BEGIN MATERIAL FOR THIS TASK

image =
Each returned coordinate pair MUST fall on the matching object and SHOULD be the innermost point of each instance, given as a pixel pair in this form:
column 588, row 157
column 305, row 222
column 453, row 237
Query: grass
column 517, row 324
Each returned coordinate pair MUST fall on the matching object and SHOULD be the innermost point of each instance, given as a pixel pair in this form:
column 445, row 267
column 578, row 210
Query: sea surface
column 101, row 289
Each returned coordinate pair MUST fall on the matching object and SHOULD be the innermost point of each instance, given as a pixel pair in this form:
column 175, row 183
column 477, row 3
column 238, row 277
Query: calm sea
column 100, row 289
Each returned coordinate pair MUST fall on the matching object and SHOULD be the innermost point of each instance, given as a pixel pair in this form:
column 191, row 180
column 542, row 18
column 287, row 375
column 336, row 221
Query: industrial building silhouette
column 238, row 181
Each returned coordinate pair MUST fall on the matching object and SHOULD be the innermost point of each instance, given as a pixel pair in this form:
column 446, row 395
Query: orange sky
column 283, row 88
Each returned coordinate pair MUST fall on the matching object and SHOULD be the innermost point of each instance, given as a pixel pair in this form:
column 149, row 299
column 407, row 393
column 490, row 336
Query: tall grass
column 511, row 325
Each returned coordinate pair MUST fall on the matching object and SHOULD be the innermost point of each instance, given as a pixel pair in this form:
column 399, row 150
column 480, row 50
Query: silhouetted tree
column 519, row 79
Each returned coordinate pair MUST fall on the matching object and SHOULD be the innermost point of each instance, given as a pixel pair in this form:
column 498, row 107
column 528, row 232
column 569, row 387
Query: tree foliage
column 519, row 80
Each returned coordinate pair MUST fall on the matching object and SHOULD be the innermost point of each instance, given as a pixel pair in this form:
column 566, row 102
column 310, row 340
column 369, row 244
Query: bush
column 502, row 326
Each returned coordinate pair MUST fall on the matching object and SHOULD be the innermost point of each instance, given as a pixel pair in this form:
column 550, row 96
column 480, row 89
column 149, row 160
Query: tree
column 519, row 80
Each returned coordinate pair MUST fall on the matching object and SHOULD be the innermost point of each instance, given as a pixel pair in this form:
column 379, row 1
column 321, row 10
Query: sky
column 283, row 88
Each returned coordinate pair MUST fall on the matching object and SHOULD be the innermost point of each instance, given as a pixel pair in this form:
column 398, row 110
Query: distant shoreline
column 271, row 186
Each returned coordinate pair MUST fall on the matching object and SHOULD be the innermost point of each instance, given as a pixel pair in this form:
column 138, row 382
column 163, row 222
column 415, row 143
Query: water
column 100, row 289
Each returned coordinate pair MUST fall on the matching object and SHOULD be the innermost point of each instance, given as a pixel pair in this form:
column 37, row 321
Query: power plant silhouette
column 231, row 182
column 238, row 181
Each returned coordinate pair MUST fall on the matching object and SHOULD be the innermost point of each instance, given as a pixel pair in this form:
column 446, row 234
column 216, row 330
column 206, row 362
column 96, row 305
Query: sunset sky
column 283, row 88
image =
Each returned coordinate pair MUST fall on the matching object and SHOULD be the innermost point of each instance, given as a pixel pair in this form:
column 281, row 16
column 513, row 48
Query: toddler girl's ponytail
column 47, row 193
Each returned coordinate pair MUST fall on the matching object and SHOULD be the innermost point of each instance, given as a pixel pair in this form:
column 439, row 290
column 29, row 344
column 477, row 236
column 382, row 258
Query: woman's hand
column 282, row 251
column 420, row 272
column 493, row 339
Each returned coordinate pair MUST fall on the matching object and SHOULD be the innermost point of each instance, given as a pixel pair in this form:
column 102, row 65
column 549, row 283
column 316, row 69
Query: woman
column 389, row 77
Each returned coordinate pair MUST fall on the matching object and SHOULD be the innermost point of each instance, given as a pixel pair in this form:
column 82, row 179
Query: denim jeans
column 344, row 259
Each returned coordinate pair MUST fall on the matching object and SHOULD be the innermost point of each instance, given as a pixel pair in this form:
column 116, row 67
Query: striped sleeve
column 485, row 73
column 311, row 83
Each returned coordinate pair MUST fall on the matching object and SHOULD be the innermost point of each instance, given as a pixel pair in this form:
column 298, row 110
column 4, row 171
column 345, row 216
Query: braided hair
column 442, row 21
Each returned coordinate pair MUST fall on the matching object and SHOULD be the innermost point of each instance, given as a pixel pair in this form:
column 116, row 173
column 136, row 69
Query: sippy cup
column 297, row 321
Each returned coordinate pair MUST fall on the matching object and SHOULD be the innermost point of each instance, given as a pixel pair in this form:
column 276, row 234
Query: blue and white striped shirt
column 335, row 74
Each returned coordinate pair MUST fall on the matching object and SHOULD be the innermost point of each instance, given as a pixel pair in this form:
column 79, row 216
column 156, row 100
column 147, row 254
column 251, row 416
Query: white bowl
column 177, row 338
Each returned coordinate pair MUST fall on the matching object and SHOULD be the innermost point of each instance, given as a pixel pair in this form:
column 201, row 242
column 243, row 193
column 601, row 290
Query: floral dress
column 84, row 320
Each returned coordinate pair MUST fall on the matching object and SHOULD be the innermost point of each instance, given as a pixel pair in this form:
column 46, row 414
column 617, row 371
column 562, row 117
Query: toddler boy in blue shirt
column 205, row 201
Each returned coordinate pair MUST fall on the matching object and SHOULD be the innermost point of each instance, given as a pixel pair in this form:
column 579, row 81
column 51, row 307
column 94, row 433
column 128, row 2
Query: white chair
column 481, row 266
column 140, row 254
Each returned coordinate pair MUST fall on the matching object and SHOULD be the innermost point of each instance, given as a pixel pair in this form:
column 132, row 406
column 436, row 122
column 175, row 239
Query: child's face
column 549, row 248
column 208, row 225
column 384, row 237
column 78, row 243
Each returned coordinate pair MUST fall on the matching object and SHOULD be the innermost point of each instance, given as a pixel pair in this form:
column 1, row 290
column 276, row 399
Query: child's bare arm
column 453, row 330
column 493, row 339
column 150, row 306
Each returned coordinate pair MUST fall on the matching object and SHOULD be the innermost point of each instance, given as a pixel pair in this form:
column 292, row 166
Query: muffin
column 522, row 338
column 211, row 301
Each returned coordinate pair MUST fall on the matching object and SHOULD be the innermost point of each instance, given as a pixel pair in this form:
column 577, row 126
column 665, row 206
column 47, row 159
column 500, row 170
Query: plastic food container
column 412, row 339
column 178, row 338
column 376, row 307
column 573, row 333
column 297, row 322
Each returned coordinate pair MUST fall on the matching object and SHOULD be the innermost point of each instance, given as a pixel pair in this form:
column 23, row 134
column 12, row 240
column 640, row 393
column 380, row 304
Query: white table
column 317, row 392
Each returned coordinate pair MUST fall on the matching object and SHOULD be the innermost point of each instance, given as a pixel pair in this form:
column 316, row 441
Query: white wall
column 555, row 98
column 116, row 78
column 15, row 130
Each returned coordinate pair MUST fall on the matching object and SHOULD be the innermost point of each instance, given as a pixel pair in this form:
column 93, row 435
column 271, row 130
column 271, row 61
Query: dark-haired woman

END MATERIAL FOR THIS TASK

| PROBLEM TO WORK ON |
Copy all of the entries above word for word.

| CORRECT RESPONSE |
image =
Each returned coordinate pair MUST fall on the matching object and SHOULD be the innermost point of each instance, given as a pixel pair in this form:
column 588, row 157
column 305, row 222
column 453, row 237
Query: grass
column 517, row 324
Each returned coordinate pair MUST fall on the matching object and SHOULD be the innermost point of each instance, given as a pixel pair in this form:
column 445, row 267
column 578, row 210
Query: sea surface
column 101, row 289
Each returned coordinate pair MUST fall on the matching object and SHOULD be the innermost point of each instance, given as a pixel pair in this form:
column 175, row 183
column 477, row 3
column 238, row 277
Query: calm sea
column 100, row 289
Each returned coordinate pair MUST fall on the matching object and SHOULD be the innermost point of each instance, given as a pixel pair in this form:
column 191, row 180
column 542, row 18
column 287, row 375
column 336, row 221
Query: industrial building silhouette
column 238, row 181
Each returned coordinate pair MUST fall on the matching object and SHOULD be the innermost point of each instance, given as a pixel pair in this form:
column 446, row 395
Query: orange sky
column 283, row 88
Each returned coordinate pair MUST fall on the matching object and SHOULD be the innermost point of each instance, given as a pixel pair in this form:
column 149, row 299
column 407, row 393
column 490, row 336
Query: tall grass
column 511, row 325
Each returned coordinate pair MUST fall on the matching object and SHOULD be the innermost point of each instance, given as a pixel pair in this form:
column 399, row 150
column 480, row 50
Query: silhouetted tree
column 519, row 79
Each returned coordinate pair MUST fall on the matching object and SHOULD be the innermost point of each instance, given as a pixel pair in this form:
column 498, row 107
column 528, row 232
column 569, row 387
Query: tree foliage
column 519, row 80
Each returned coordinate pair MUST fall on the matching object and SHOULD be the innermost point of each instance, given as a pixel pair in this form:
column 566, row 102
column 310, row 340
column 369, row 244
Query: bush
column 502, row 326
Each returned coordinate pair MUST fall on the matching object and SHOULD be the innermost point of each instance, given as a pixel pair in this form:
column 550, row 96
column 480, row 89
column 149, row 160
Query: tree
column 519, row 80
Each returned coordinate pair MUST fall on the matching object and SHOULD be the innermost point of each instance, given as a pixel pair in this form:
column 379, row 1
column 321, row 10
Query: sky
column 283, row 88
Each returned coordinate pair MUST fall on the matching object and SHOULD be the innermost point of each instance, given as a pixel pair in this form:
column 398, row 110
Query: distant shoreline
column 271, row 186
Each returned coordinate pair MUST fall on the matching object and SHOULD be the innermost point of each instance, given as a pixel pair in this form:
column 138, row 382
column 163, row 222
column 415, row 143
Query: water
column 100, row 289
Each returned coordinate pair MUST fall on the matching object and SHOULD be the innermost point of each instance, given as a pixel pair in this form:
column 37, row 321
Query: power plant silhouette
column 231, row 182
column 238, row 181
Each returned coordinate pair MUST fall on the matching object and SHOULD be the innermost point of each instance, given as a pixel pair in this form:
column 446, row 234
column 216, row 330
column 206, row 362
column 96, row 305
Query: sunset sky
column 283, row 88
image =
Each returned coordinate pair MUST fall on the matching object and SHOULD be the innermost point of each instance, given as a pixel pair in this form:
column 281, row 16
column 513, row 48
Query: toddler girl's ponytail
column 47, row 193
Each returned coordinate pair MUST fall on the matching object and SHOULD be the innermost point of each instance, given as a pixel pair in this form:
column 439, row 290
column 29, row 344
column 477, row 236
column 382, row 258
Query: woman's hand
column 282, row 251
column 420, row 272
column 493, row 339
Each returned coordinate pair MUST fall on the matching object and SHOULD be the innermost point of each instance, given as a pixel pair in this form:
column 102, row 65
column 549, row 283
column 316, row 69
Query: woman
column 389, row 77
Each returned coordinate pair MUST fall on the matching object and SHOULD be the innermost point of each instance, given as a pixel pair in this form:
column 82, row 179
Query: denim jeans
column 344, row 259
Each returned coordinate pair MUST fall on the matching object and SHOULD be the innermost point of each instance, given as a pixel pair in this form:
column 116, row 67
Query: striped sleeve
column 485, row 73
column 311, row 83
Each returned coordinate pair MUST fall on the matching object and SHOULD be the innermost point of each instance, given as a pixel pair in this form:
column 298, row 110
column 4, row 171
column 345, row 216
Query: braided hair
column 442, row 21
Each returned coordinate pair MUST fall on the matching object and SHOULD be the innermost point of each instance, given as a pixel pair in this form:
column 116, row 173
column 136, row 69
Query: sippy cup
column 297, row 321
Each returned coordinate pair MUST fall on the matching object and SHOULD be the innermost point of each instance, given as a pixel pair in this form:
column 276, row 234
Query: blue and white striped shirt
column 335, row 74
Each returned coordinate pair MUST fall on the matching object and SHOULD be the innermost point of each instance, given as a pixel pair in this form:
column 79, row 216
column 156, row 100
column 147, row 254
column 251, row 416
Query: white bowl
column 177, row 338
Each returned coordinate pair MUST fall on the matching object and SHOULD be the innermost point of each instance, given as a pixel pair in this form:
column 201, row 242
column 243, row 193
column 601, row 290
Query: floral dress
column 84, row 320
Each returned coordinate pair MUST fall on the matching object and SHOULD be the innermost point of each instance, given as a pixel pair in this form:
column 46, row 414
column 617, row 371
column 562, row 117
Query: toddler boy in blue shirt
column 205, row 201
Each returned coordinate pair MUST fall on the matching object and SHOULD be the innermost point of each instance, given as a pixel pair in this form:
column 579, row 81
column 51, row 307
column 94, row 433
column 128, row 2
Query: white chair
column 481, row 266
column 140, row 254
Each returned coordinate pair MUST fall on the matching object and SHOULD be the innermost point of each instance, given as a pixel pair in this form:
column 132, row 406
column 436, row 122
column 175, row 239
Query: child's face
column 549, row 248
column 208, row 225
column 384, row 237
column 78, row 243
Each returned coordinate pair MUST fall on the matching object and SHOULD be the innermost point of each instance, given as a pixel pair in this form:
column 1, row 290
column 276, row 399
Query: child's bare arm
column 453, row 330
column 493, row 339
column 150, row 306
Each returned coordinate pair MUST fall on the matching object and SHOULD be the innermost point of each instance, given as a pixel pair in this form:
column 292, row 166
Query: muffin
column 522, row 338
column 211, row 301
Each returned coordinate pair MUST fall on the matching object and SHOULD be the innermost point of each instance, given as a pixel pair in this form:
column 577, row 126
column 665, row 206
column 47, row 159
column 500, row 170
Query: plastic food container
column 412, row 339
column 178, row 338
column 376, row 307
column 573, row 333
column 297, row 322
Each returned coordinate pair MUST fall on the matching object and SHOULD be the innermost point of each instance, given as a pixel pair in this form:
column 23, row 134
column 12, row 240
column 640, row 393
column 380, row 304
Query: white table
column 317, row 392
Each returned coordinate pair MUST fall on the matching object and SHOULD be the innermost point of each instance, given as a pixel pair in this form:
column 316, row 441
Query: white wall
column 555, row 98
column 116, row 78
column 15, row 130
Each returned coordinate pair MUST fall on the matching object and SHOULD be the innermost point of each instance, given as a pixel pair in this form:
column 93, row 435
column 271, row 130
column 271, row 61
Query: dark-haired woman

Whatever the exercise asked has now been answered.